_Source text_:
============

1Cliniques Universitaires Saint Luc UCL, Bruxelles, Belgium; 2Clinique Saint-Pierre, Ottignies, Belgium.

Gangliocytomas are uncommon neuronal tumors that can sometimes cause endocrine syndromes. A few such cases have been reported in association with Cushing’s disease. In most instances, the tumor contained CRH and was associated with pituitary corticotroph hyperplasia or adenoma (mixed lesion). Only one case of isolated gangliocytoma causing Cushing’s disease per se has been described.

============

_Data for analysis_:
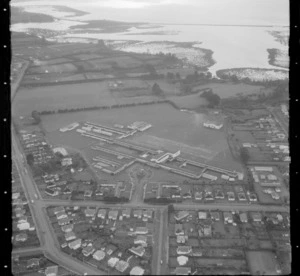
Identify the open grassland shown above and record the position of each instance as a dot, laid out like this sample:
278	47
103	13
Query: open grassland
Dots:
58	68
226	90
171	130
189	101
261	262
62	96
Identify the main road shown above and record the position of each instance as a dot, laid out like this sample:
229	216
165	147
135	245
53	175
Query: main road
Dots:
44	230
279	119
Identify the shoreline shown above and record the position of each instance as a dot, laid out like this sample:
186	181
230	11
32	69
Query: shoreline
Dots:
244	74
274	56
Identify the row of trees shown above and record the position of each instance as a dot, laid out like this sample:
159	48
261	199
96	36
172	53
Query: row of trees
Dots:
212	98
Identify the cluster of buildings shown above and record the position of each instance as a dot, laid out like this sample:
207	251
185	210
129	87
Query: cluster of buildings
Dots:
36	145
69	127
193	192
34	264
195	235
23	224
113	162
107	254
268	179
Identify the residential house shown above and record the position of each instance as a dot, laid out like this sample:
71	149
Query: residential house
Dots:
141	240
179	229
184	249
51	270
215	216
180	239
34	262
88	250
112	261
207	230
202	215
113	214
182	260
228	218
141	230
88	193
70	236
67	191
23	219
64	221
137	270
20	212
243	217
102	213
21	237
122	266
99	255
139	251
147	213
51	192
15	195
61	215
75	244
137	213
67	228
257	217
181	215
90	212
66	161
126	213
182	270
110	249
23	226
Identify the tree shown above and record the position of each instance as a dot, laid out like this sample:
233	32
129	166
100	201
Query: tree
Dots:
29	159
170	76
186	88
171	209
156	90
244	154
36	117
212	98
209	75
150	68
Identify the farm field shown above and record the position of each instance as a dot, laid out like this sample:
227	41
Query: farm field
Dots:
61	96
226	90
261	262
55	68
193	139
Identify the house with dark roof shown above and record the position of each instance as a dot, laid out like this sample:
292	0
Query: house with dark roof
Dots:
182	271
70	236
51	270
33	262
113	214
121	266
184	249
139	251
179	229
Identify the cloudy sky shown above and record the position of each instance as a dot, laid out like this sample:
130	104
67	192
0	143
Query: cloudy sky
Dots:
253	12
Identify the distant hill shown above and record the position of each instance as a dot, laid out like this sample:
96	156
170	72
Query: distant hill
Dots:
18	15
108	25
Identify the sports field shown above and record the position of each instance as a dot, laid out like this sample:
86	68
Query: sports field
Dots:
171	130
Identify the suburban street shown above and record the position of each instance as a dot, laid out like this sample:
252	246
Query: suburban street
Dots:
279	117
44	230
49	243
48	239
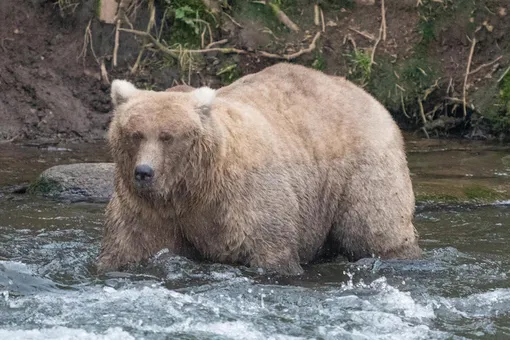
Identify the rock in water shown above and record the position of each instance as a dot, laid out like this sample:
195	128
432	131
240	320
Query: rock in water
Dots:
81	181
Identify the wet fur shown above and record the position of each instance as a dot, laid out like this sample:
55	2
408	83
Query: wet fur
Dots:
286	166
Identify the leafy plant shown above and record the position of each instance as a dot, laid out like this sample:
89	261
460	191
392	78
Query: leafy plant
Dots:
361	66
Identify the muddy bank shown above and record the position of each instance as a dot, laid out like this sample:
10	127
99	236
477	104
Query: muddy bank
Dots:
58	58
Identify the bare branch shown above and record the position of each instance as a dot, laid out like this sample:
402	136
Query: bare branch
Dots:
293	55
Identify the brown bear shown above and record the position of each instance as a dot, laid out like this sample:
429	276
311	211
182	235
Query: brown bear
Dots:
181	88
281	168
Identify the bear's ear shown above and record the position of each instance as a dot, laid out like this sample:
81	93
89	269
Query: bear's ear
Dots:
204	97
121	91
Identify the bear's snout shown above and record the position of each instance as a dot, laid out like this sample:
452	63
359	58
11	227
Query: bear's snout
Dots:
143	173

============

_Exercise objective_: Write the next part of the text on gangliocytomas and Cushing's disease, starting after its final sentence. The material above comes from a source unrelated to the text on gangliocytomas.

_Task result_:
We report the case of a 62 year-old woman whose clinical picture and endocrine testing clearly demonstrated ACTH-dependent Cushing’s syndrome. Pituitary MRI showed a 12 mm homogeneous, T2-weighed hyperintense, infrasellar mass with delayed contrast enhancement. The mass was bulging into the sphenoidal sinus with scalloping of the clivus. Transsphenoidal surgery was performed and allowed complete resection of the tumor with sparing of the whole normal anterior pituitary. Very low postoperative serum cortisol and ACTH levels were observed, both in the early postoperative period and one month later, proving that the resected lesion was entirely responsible for the clinical picture. Pathology and immunohistochemistry demonstrated a benign tumor composed of mature neuronal cells most likely arising from the posterior pituitary, resembling hypothalamic ganglion cells and expressing ACTH. The gangliocytoma was surrounded by a rim of pituitary tissue containing some ACTH-producing endocrine cells. Careful analysis of the resected lesion did not reveal any pituitary microadenoma. CRH immunostaining of the tissue is currently being performed in order to determine whether the gangliocytoma was also responsible for an associated CRH-induced corticotroph hyperplasia.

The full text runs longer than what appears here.